• [What this task involves]:
Write out exactly the lines below that run from the one containing "green plant in" through the one containing "target: distant brown", both included, with no other lines.

• [Data excerpts]:
★ ★ ★ ★ ★

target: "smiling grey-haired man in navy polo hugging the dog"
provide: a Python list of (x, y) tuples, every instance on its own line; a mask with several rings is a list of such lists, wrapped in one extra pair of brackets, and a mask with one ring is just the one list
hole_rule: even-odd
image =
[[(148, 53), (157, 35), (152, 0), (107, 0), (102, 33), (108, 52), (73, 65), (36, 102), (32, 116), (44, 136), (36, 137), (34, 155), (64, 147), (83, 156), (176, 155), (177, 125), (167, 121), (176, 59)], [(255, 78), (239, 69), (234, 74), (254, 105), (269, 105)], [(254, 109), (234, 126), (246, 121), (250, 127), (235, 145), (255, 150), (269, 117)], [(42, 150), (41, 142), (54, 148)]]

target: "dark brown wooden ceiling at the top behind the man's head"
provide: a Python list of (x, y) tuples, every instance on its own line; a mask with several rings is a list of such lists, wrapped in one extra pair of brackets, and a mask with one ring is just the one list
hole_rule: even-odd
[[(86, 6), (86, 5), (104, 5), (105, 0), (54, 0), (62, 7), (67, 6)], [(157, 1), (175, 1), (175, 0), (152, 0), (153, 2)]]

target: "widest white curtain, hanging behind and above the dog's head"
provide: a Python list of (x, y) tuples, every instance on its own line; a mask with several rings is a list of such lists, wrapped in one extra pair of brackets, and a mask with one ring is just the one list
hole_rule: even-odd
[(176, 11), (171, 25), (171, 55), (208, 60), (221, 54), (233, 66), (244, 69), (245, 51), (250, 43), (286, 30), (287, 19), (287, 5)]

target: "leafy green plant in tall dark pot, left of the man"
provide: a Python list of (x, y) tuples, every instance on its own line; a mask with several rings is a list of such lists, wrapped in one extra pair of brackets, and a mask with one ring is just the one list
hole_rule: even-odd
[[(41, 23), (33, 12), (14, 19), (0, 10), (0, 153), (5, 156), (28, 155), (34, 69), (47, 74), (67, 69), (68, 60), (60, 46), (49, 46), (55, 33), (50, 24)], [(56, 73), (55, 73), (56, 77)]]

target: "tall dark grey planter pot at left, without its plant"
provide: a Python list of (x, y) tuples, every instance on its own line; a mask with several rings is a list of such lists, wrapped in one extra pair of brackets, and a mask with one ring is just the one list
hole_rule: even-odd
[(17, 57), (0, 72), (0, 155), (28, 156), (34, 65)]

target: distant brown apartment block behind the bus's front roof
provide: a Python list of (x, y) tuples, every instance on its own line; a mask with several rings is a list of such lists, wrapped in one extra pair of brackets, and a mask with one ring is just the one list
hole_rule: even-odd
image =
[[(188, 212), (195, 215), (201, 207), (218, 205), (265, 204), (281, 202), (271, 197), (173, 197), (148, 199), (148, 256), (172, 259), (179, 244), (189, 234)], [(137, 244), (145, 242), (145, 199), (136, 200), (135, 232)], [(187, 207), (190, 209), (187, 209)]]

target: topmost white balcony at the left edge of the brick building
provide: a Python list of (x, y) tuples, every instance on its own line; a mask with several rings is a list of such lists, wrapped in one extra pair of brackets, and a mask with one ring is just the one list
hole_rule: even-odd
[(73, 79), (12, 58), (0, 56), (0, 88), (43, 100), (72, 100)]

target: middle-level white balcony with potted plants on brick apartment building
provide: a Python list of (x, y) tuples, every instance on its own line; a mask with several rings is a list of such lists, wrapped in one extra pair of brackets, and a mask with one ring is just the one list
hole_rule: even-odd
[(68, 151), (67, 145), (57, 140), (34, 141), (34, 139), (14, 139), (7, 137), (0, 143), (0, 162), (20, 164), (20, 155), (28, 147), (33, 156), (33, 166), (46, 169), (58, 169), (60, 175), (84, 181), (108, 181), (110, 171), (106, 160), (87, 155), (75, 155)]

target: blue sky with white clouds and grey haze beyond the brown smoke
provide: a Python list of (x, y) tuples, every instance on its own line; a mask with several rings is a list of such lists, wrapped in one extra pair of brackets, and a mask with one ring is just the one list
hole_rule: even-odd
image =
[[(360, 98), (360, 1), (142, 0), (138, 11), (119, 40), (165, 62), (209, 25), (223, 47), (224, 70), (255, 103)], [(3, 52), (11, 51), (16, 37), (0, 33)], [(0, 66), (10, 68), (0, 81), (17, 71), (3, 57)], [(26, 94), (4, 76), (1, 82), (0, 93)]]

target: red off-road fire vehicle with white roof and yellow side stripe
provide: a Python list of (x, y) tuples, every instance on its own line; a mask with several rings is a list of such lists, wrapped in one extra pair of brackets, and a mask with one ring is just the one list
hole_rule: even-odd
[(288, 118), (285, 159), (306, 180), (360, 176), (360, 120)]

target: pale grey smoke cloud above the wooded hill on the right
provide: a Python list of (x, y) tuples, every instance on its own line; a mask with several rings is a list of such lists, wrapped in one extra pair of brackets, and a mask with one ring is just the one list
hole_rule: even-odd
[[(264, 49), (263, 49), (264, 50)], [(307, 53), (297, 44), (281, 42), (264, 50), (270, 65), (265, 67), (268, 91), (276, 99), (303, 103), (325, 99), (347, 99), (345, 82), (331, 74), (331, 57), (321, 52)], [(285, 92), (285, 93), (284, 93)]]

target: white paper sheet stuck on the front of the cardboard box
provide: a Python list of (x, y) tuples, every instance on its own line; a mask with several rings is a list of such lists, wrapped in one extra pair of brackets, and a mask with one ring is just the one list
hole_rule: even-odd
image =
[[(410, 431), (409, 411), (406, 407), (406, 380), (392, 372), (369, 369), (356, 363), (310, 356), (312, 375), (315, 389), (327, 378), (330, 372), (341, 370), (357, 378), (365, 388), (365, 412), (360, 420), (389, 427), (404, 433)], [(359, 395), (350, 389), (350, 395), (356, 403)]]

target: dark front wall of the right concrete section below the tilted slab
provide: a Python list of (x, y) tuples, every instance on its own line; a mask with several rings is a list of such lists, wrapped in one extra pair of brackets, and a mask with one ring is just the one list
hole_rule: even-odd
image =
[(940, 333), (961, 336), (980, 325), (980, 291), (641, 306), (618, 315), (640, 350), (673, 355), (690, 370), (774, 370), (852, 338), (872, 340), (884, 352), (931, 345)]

★ ★ ★ ★ ★

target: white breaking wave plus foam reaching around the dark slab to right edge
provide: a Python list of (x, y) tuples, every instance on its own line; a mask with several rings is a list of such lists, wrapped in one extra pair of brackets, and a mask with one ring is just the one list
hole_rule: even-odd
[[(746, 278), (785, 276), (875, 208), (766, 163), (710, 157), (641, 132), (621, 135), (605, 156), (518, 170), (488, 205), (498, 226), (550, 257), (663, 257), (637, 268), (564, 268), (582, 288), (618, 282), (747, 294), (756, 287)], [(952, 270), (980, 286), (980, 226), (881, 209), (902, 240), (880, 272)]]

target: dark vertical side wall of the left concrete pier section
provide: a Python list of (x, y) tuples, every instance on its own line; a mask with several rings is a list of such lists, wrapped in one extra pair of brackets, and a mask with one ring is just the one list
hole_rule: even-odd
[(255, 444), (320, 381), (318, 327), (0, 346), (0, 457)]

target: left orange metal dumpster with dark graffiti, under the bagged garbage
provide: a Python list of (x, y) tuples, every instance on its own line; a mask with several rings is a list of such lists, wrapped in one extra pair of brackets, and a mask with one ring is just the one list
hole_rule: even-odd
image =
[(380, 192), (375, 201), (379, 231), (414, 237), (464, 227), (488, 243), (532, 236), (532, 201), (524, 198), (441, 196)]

★ ★ ★ ★ ★

• [Written answer]:
target: "leafy green plant in tall dark pot, left of the man"
provide: a Python list of (x, y) tuples, every instance on its own line; a mask with several rings is a list of such lists, wrapped in one extra pair of brackets, and a mask with one ring is just the one list
hole_rule: even-odd
[[(41, 23), (33, 12), (14, 19), (0, 10), (0, 153), (5, 156), (28, 155), (34, 69), (47, 74), (67, 69), (68, 60), (60, 46), (49, 46), (55, 33), (50, 24)], [(56, 73), (55, 73), (56, 77)]]

target: "tall dark grey planter pot at left, without its plant"
provide: a Python list of (x, y) tuples, every instance on its own line; a mask with several rings is a list of such lists, wrapped in one extra pair of brackets, and a mask with one ring is just the one list
hole_rule: even-odd
[(17, 57), (0, 72), (0, 155), (28, 156), (34, 65)]

target: distant brown apartment block behind the bus's front roof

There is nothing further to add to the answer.